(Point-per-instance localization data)
########

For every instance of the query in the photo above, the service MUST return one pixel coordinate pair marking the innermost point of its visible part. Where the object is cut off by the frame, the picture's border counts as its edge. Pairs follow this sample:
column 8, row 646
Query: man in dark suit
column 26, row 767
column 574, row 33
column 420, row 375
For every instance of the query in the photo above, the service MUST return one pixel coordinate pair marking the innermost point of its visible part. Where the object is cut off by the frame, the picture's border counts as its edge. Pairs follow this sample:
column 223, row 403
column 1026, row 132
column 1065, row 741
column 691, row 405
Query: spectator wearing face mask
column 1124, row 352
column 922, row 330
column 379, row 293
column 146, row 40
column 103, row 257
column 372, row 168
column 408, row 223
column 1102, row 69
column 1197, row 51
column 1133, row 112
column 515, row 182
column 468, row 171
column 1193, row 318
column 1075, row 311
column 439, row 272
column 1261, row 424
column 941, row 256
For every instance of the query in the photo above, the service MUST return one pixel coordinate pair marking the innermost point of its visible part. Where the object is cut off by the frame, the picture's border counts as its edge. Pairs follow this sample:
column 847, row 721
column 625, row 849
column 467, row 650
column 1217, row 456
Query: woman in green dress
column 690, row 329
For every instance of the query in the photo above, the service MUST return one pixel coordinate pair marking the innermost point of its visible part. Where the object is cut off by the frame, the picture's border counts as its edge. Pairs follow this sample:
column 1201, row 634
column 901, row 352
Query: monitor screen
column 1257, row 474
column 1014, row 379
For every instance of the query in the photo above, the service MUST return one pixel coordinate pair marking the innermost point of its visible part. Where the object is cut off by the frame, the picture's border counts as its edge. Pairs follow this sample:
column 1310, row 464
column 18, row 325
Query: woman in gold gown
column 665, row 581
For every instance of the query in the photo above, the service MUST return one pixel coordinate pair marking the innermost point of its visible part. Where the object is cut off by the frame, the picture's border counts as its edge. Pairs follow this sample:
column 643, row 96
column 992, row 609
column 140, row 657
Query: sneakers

########

Please print out every entry again, exactly as it reads.

--- TASK RESPONSE ---
For every instance of the query in the photo above, the service MUST return one pixel coordinate pair marking the innermost point of its visible part. Where the object is cut off by the frame, the picture's border counts as its edge. Pairs follow this sample:
column 8, row 646
Query: man in dark suit
column 26, row 767
column 574, row 33
column 420, row 375
For every instance of the query in the photo above, the service MUST return one pixel coordinate pair marking the innermost point of its visible part. Where the object is cut off by the frame, the picture's border counts as its edge. Pairs follow this sample:
column 223, row 403
column 1026, row 132
column 1065, row 741
column 691, row 405
Query: spectator wearing face mask
column 1124, row 352
column 922, row 330
column 379, row 293
column 146, row 40
column 103, row 257
column 372, row 168
column 408, row 223
column 1102, row 69
column 1197, row 51
column 1133, row 112
column 515, row 182
column 468, row 171
column 1193, row 318
column 1075, row 311
column 439, row 272
column 1261, row 424
column 941, row 256
For every instance of the query in the photo above, the service MUST return one pixel coordinate pair marking the innermost point of its visible part. Where the object is cut off by the frame, the picture's border counts as its edge. Pairs follow this sample:
column 847, row 721
column 625, row 849
column 467, row 650
column 1217, row 456
Query: woman in green dress
column 690, row 329
For every instance of the query in the photo above, the service MUST return one pixel coordinate pair marking the innermost point of its visible part. Where the object is cut off by the frame, the picture's border counts as its edge. Pairs follow this sample:
column 1201, row 634
column 901, row 352
Query: monitor screen
column 1257, row 474
column 1014, row 379
For every instance of the query in the photo above, the service MUST return one pixel coordinate pair marking the innermost point of its visible part. Where the object is cut off by the frame, the picture's border counts as its edge. Pairs follow this sample:
column 1310, row 464
column 18, row 325
Query: woman in gold gown
column 665, row 581
For every instance of the query in the photo above, the service MUST return one pixel coordinate pair marking the innermost point of its visible part. Where the object is cut off by the frame, the picture's border counts as its edge. Pairs follow this sample:
column 643, row 96
column 992, row 609
column 140, row 657
Query: sneakers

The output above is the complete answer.